Task brief —
Render the lines below as a JSON list of strings, one string per line, with blank lines omitted. Leave the pictures out of the answer.
--------------------------------------------------
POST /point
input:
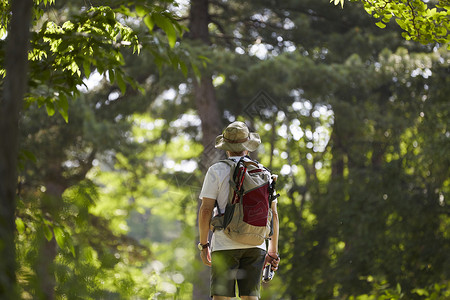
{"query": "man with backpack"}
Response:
(239, 205)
--------------------------------------------------
Answer to this exercise —
[
  "POST /point",
  "input:",
  "{\"query\": \"man with backpack\"}",
  "Response:",
  "(239, 205)"
]